Pictures should be excluded; otherwise, copy every entry exactly.

Items from a dataset:
↓
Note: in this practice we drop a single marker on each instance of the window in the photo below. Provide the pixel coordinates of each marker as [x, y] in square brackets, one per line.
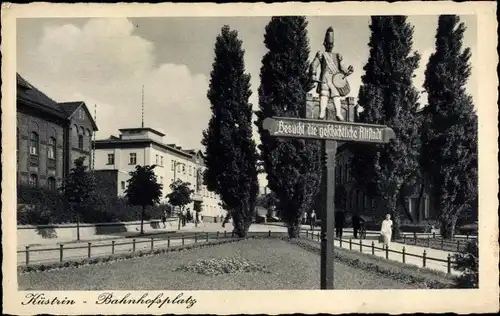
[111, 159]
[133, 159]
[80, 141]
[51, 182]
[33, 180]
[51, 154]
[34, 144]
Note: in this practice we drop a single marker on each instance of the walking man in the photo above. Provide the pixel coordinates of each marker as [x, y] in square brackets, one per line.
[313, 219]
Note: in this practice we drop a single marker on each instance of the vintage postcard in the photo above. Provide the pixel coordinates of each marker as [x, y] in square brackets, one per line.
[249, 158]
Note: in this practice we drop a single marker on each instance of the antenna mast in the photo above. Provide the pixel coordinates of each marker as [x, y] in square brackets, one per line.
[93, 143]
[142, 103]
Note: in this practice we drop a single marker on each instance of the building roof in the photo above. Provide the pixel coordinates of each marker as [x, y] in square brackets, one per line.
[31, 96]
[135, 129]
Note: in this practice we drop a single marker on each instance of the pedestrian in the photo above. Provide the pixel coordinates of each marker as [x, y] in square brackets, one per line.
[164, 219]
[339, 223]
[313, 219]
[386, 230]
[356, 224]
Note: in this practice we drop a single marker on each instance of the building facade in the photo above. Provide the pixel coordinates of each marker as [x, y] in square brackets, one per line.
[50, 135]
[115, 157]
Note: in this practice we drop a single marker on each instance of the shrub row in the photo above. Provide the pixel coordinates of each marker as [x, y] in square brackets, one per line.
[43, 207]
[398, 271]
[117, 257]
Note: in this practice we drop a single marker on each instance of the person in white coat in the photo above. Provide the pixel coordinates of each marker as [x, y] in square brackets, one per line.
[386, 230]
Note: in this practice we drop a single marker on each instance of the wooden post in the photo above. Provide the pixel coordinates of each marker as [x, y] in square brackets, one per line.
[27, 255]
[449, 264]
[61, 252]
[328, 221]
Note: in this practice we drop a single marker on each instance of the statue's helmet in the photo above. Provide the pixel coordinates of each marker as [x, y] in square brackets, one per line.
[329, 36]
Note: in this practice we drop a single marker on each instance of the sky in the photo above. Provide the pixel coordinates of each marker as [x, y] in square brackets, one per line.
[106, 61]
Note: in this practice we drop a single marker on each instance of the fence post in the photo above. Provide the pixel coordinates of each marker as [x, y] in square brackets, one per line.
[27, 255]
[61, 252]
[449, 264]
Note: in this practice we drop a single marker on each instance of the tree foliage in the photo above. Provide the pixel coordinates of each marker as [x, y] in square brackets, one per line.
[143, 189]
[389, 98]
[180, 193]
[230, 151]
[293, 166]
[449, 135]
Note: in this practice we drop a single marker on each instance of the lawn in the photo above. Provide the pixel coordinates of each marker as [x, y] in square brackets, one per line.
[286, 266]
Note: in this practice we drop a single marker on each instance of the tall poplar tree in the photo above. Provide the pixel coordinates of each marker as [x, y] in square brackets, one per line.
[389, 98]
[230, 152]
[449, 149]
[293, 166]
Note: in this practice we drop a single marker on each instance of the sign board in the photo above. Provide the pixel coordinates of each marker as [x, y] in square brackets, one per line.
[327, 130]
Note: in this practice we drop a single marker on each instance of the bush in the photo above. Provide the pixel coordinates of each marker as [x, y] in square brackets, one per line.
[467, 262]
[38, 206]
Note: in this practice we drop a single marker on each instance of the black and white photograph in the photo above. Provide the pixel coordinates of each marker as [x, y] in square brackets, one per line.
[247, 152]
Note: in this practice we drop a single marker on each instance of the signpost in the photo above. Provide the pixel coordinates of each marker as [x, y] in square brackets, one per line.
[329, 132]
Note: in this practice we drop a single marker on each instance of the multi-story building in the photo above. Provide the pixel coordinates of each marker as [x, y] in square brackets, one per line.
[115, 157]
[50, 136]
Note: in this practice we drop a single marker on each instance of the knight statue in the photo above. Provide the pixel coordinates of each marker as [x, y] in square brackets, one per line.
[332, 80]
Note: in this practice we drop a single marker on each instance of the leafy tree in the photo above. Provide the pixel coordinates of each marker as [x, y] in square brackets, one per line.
↑
FINISHED TASK —
Note: in this practice we drop a single marker on each instance of the window in the photo below. Provide the pixel coordinates of each marker as [x, y] in square brackets, one per line.
[111, 159]
[133, 159]
[80, 141]
[51, 182]
[33, 180]
[51, 154]
[34, 144]
Note: in this practice we drop a single marker on each instance of the walking man in the photo above. Provide the pixel coordinates of each marker as [x, y] in square brackets, one per line.
[313, 219]
Note: in this practice we drop a single marker on each instance of the vintage postcard in the photo above. Provide the pixel coordinates of each marker as [x, y] in square brackets, one per line.
[249, 158]
Note: in this practice we drop a single marker on each instance of the antenna mast in the photo above. Provide the pixel coordinates of each marker as [x, y] in square brackets, one per line.
[93, 143]
[142, 103]
Note: in this practice we drop a single marker on each instance of the building roof in the photo above. Provide the pixel coordinates of each marker as [x, y] in square brackets, one per line.
[31, 96]
[135, 129]
Note: in this practice we drop a single marker on each instance of the pedestrian in the photo above. Provide the pixel coordinates of each marker as [x, y] in square brackets, one per line.
[164, 219]
[339, 223]
[313, 219]
[386, 230]
[356, 224]
Note: in this practice we drop a single marker on each instance of the building facade in the photo above. Provide the pixel coordinates of each marker as [x, y] in square brackets, one per line.
[50, 135]
[115, 157]
Note: in this practice we drop a single marker on each instance of the shrub row in the photo above. Provide the pixel coordinates of each marker as [x, y] in square brackets, one per line.
[43, 207]
[398, 271]
[117, 257]
Note: in this practice we drop a single marker on each instance of the person in white coat in the photo above. Provide the pixel coordinates of each marker as [x, y] in square brackets, one per line.
[386, 230]
Note: in this practice we drop a single marker on each instance of the wooden post in the photo above. Provide the pixel coordinates of each marker as [x, y] in square brackets, one per line.
[27, 255]
[449, 264]
[61, 252]
[328, 221]
Note: in this practice we drop a single marker on each instance of the statue's helmet in the photo above. Provide the pixel coordinates of each marker as [x, y] in square brackets, one per line.
[329, 36]
Note: in this practice we drop a single marker on each instance of the sky in the photo above. Provide the pixel coordinates of each marker as [x, y] in square brackets, one per line.
[106, 61]
Note: in this practice we drop a single marker on each instance of the fence post in the photo above. Provide the pixel coordinates of each marker as [x, y] in square brackets, one per line.
[27, 255]
[61, 252]
[449, 264]
Note: in this practice we drop a single marker on each instance of the tree foliage in the photo above. Provide the pixel coordinates of each marker as [x, y] in square brackets, one per line.
[143, 189]
[389, 98]
[180, 193]
[230, 151]
[293, 166]
[449, 135]
Note: in this practice we drop a single marker on each instance of the lawn in the photo above. Provide the pixel coordinates of each marker as [x, y] in square brackets, one per line.
[286, 266]
Note: in this practice we drop a single marker on each instance of the tall poplar tree in the photo above. Provide the pixel coordinates of each marker as [x, y] in square brackets, one per line.
[389, 98]
[230, 152]
[449, 149]
[293, 166]
Note: in this practice we drop a single marker on each instance of the sign board in the photo above. Provide the pixel coordinates of each marker as [x, y] in square brackets, one per line.
[327, 130]
Note: in this practice we drop a single marker on each instance of the bush in the photo above. Provide the pixel coordinates of each marker as [x, y] in square brackets, one per line.
[467, 262]
[38, 206]
Note: in this practice we drop a single marker on each instance of the black and white photograph in the photo above. Provide the pixel coordinates of each marker as [x, y] in square brackets, one per line.
[247, 152]
Note: in this practice we drop a single marker on each instance of the signpost in the photo above. Provide the pixel coordinates of each marker as [x, y] in square brackets, one per line.
[329, 132]
Note: in this practice we drop a single marker on each instance of the multi-story building in the photo above. Provide the pixel coordinates of each marker as [x, y] in square brackets, one per line.
[115, 157]
[50, 136]
Note: in this practice we drop a single marker on each instance of the knight statue in the photo above. Provide the pixel coordinates of each marker as [x, y] in square brackets, one per line.
[332, 80]
Note: in this practice we drop a single marker on each instance of the leafy tree in the photo above. Provide the pixel coordinates of each marker as [x, y] in square brackets, one per line.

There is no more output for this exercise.